» TASK DIRECTIONS: In your copy, leave out the pictures; write out all the data exactly.

» INFORMATION SUPPLIED:
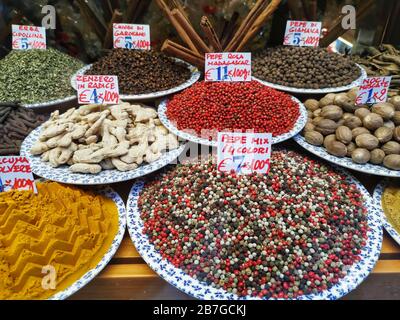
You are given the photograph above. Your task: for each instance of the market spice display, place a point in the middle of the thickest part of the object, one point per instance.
(304, 67)
(36, 76)
(63, 227)
(292, 232)
(15, 125)
(141, 71)
(209, 107)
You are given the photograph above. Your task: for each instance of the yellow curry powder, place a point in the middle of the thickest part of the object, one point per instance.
(391, 205)
(62, 228)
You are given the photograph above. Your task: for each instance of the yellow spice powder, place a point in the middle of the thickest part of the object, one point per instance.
(62, 228)
(391, 205)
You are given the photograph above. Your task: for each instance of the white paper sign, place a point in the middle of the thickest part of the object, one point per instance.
(131, 36)
(97, 89)
(228, 66)
(373, 90)
(16, 173)
(302, 33)
(28, 37)
(244, 153)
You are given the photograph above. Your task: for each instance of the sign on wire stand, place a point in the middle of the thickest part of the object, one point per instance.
(228, 66)
(244, 153)
(28, 37)
(131, 36)
(373, 90)
(16, 174)
(302, 33)
(93, 89)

» ANSWER TO THIS EXERCISE:
You are given the photograph above. Your task: for each instance of the market spice display, place a point in the middle of the thickest part of the object, one point per instance.
(304, 67)
(36, 76)
(63, 227)
(292, 232)
(15, 125)
(141, 71)
(209, 107)
You are given the photograph above. Your task: for each instance of the yellow curry powder, place a point in the middle of the thickest part of the object, one point per instance.
(391, 205)
(62, 228)
You are given the photograph above. Your task: for each instance of the yellow spice powder, place a point in the middle of the thickest part of the object, one point per instance.
(62, 228)
(391, 205)
You are given the photograph above. Your task: for each instance of the white paper sign, place a point in the middle of the thickest part of the object, one point per instance.
(131, 36)
(97, 89)
(228, 66)
(373, 90)
(16, 173)
(302, 33)
(28, 37)
(244, 153)
You are given the photograph above. Your task: for each instance of the sign on wire stand, place a point in the middle of the thickest part of the object, one point per instance.
(228, 66)
(244, 153)
(28, 37)
(131, 36)
(373, 90)
(16, 174)
(302, 33)
(93, 89)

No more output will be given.